> WHAT TO WORK ON:
Given the listing below, write out exactly the lines starting with the line that has "Return every instance of the driver's" and going on through the line that has "Find the steering", both kept.

> DATA FOR REVIEW:
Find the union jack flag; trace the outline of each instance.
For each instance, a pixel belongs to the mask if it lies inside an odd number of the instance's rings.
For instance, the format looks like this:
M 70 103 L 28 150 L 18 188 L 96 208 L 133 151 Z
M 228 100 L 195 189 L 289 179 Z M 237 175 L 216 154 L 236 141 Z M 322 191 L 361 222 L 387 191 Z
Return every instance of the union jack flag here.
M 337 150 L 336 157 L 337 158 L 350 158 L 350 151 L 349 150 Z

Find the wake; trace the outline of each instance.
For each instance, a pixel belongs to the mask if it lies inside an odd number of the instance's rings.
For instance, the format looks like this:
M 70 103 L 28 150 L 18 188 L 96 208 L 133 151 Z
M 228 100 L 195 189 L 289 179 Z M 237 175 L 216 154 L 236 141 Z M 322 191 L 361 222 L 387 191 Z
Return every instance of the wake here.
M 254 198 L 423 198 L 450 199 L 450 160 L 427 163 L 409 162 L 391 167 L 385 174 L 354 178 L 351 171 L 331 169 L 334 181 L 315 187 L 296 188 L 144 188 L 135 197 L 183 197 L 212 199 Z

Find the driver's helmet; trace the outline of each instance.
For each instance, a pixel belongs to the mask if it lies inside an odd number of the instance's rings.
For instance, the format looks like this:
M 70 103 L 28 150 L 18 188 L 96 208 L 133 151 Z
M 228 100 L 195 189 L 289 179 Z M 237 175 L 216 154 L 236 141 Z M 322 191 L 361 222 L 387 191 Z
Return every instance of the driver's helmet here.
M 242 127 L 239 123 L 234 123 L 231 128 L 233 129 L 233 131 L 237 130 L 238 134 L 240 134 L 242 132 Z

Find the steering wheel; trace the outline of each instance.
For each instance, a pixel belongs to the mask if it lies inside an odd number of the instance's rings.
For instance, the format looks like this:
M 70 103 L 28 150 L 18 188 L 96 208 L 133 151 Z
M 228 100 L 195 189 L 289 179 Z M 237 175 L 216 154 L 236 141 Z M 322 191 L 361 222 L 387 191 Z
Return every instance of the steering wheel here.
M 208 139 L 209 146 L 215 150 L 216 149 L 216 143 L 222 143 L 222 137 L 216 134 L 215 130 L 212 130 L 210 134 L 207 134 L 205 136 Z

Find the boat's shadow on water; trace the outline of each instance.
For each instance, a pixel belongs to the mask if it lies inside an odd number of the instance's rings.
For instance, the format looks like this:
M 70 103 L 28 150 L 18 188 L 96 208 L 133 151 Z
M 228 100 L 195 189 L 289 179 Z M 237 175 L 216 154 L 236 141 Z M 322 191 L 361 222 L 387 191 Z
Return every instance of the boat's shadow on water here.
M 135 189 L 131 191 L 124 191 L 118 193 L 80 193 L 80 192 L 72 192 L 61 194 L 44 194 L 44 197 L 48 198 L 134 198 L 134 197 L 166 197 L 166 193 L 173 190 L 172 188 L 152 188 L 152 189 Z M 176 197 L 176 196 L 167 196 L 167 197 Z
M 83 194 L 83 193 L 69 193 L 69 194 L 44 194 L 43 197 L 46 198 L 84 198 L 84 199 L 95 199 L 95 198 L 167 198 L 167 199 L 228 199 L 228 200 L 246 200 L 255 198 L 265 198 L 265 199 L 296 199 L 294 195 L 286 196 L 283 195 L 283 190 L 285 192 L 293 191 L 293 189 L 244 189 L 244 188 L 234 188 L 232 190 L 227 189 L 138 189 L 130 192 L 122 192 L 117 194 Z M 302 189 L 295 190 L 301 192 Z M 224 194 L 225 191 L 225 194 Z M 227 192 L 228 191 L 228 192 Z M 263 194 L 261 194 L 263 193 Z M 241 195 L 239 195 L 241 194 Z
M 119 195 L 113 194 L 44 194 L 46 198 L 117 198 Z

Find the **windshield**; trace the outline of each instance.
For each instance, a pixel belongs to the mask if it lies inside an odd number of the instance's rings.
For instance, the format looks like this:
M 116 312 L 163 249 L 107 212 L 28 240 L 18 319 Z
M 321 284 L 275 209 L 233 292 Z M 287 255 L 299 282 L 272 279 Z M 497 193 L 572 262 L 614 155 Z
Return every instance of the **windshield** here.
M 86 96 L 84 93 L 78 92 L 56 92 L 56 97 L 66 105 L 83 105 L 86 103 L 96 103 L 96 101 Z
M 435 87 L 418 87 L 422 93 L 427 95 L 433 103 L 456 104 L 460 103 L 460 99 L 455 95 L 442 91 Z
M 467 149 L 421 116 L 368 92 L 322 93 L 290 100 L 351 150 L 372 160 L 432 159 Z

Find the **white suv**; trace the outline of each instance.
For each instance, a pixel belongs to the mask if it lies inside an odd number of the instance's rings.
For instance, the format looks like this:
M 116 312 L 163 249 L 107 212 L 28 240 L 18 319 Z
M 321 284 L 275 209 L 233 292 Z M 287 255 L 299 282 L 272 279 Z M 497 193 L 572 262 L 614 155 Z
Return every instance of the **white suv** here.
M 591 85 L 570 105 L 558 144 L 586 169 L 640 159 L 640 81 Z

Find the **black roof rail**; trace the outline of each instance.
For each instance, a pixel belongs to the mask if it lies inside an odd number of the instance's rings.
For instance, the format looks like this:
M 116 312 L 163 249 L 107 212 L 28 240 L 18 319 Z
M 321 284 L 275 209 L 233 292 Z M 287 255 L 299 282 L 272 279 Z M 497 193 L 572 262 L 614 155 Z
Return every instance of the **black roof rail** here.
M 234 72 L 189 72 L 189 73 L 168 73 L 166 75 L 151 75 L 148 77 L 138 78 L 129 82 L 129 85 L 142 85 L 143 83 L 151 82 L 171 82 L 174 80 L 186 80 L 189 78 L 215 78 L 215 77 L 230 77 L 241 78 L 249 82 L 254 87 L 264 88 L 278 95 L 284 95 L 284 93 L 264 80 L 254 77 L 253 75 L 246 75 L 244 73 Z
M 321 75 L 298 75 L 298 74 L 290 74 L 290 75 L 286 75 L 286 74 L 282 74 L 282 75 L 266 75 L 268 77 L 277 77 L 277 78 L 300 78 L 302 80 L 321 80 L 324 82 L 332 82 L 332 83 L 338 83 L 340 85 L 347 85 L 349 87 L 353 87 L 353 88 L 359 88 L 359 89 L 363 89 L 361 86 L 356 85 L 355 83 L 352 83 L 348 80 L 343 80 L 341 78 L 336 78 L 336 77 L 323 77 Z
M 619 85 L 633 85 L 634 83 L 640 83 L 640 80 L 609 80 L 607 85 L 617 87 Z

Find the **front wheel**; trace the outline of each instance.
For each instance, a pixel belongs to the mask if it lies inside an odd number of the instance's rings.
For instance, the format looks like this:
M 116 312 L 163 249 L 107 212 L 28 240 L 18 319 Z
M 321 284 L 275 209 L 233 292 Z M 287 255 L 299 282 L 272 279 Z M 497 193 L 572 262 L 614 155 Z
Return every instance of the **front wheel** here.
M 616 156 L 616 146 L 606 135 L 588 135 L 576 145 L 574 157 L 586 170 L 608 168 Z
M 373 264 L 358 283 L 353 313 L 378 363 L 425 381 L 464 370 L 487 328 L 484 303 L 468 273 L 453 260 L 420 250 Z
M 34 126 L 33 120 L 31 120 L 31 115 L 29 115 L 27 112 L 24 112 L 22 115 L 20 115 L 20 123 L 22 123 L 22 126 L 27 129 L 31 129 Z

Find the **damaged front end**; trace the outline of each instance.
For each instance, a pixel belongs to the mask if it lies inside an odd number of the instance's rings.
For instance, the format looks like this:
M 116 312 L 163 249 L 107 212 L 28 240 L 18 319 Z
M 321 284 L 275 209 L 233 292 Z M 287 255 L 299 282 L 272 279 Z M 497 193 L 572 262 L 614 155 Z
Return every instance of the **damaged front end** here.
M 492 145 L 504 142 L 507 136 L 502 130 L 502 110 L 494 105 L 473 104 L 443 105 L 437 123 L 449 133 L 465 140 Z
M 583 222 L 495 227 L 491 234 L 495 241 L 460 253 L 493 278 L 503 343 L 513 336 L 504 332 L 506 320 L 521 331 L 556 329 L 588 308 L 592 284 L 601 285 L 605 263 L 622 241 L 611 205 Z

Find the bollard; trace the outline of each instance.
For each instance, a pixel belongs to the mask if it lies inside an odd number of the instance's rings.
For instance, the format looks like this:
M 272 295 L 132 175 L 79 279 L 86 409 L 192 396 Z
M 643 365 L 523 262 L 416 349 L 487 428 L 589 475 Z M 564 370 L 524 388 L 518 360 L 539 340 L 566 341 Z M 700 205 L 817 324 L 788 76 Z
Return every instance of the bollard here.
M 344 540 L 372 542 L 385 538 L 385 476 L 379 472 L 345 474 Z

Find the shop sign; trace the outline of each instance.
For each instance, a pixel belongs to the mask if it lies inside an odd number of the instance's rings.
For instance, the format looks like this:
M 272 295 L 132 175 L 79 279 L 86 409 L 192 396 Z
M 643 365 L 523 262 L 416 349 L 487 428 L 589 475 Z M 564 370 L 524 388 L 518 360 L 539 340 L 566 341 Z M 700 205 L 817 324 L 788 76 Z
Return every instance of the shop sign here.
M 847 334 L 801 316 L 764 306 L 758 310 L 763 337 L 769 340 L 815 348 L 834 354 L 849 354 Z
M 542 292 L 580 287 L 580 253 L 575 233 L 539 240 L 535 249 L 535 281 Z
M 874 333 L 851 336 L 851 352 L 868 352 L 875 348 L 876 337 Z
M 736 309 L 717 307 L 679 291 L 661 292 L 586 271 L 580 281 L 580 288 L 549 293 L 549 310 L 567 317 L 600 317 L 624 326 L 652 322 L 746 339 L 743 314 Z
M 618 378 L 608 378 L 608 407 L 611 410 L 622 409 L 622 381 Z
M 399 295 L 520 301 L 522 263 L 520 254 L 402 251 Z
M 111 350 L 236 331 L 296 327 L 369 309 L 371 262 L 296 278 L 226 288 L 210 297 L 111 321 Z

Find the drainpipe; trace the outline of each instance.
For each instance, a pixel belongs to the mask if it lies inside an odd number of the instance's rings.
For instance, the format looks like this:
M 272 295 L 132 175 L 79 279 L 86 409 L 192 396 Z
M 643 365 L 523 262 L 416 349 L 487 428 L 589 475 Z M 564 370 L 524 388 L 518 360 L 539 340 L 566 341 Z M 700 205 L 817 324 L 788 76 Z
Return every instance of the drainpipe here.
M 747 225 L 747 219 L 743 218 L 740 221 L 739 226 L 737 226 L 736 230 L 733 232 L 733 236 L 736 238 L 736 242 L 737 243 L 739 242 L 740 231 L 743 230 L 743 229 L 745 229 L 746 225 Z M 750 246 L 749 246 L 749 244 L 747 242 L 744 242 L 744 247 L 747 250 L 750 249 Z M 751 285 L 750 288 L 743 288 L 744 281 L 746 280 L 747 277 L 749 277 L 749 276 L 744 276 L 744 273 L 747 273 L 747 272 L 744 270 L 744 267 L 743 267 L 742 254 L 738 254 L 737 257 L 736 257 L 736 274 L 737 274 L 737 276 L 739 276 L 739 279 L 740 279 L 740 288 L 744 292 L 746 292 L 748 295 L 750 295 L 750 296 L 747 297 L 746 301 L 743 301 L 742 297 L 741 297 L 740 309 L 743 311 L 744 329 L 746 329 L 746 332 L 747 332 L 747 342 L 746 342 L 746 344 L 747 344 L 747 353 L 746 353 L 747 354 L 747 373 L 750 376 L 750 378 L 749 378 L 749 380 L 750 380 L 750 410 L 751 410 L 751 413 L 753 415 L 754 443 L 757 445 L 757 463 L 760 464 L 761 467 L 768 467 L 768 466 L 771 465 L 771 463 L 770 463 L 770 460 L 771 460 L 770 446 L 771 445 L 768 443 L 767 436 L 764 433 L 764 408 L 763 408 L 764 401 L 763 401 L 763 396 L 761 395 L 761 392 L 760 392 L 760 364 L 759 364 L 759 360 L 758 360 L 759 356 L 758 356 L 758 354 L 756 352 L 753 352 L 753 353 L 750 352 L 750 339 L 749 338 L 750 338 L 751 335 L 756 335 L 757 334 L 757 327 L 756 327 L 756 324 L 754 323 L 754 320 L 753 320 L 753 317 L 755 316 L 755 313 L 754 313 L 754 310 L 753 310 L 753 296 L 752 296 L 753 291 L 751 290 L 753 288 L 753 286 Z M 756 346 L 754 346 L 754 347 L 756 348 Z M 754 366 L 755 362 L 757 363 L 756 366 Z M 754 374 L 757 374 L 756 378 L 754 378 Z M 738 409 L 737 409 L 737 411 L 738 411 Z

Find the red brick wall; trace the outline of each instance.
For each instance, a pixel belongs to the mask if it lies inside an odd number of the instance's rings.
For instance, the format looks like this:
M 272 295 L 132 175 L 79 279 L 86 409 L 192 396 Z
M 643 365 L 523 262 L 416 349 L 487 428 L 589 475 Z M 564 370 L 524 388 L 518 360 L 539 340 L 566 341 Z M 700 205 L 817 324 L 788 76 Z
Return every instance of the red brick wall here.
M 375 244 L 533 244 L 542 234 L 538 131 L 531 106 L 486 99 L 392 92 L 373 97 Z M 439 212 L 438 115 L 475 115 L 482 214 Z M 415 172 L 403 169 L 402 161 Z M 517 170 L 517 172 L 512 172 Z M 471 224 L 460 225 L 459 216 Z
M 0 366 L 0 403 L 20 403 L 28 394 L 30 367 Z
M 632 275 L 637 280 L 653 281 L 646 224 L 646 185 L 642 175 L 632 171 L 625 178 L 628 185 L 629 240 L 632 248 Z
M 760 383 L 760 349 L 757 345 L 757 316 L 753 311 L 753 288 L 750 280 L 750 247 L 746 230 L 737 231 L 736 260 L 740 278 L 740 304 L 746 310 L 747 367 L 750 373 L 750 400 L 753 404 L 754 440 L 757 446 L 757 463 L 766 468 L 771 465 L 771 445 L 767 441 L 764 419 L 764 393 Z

> RESULT:
Return every instance of the driver's helmet here.
M 242 127 L 239 123 L 234 123 L 231 128 L 233 129 L 233 131 L 237 130 L 238 134 L 240 134 L 242 132 Z

Find the steering wheel; trace the outline of each instance.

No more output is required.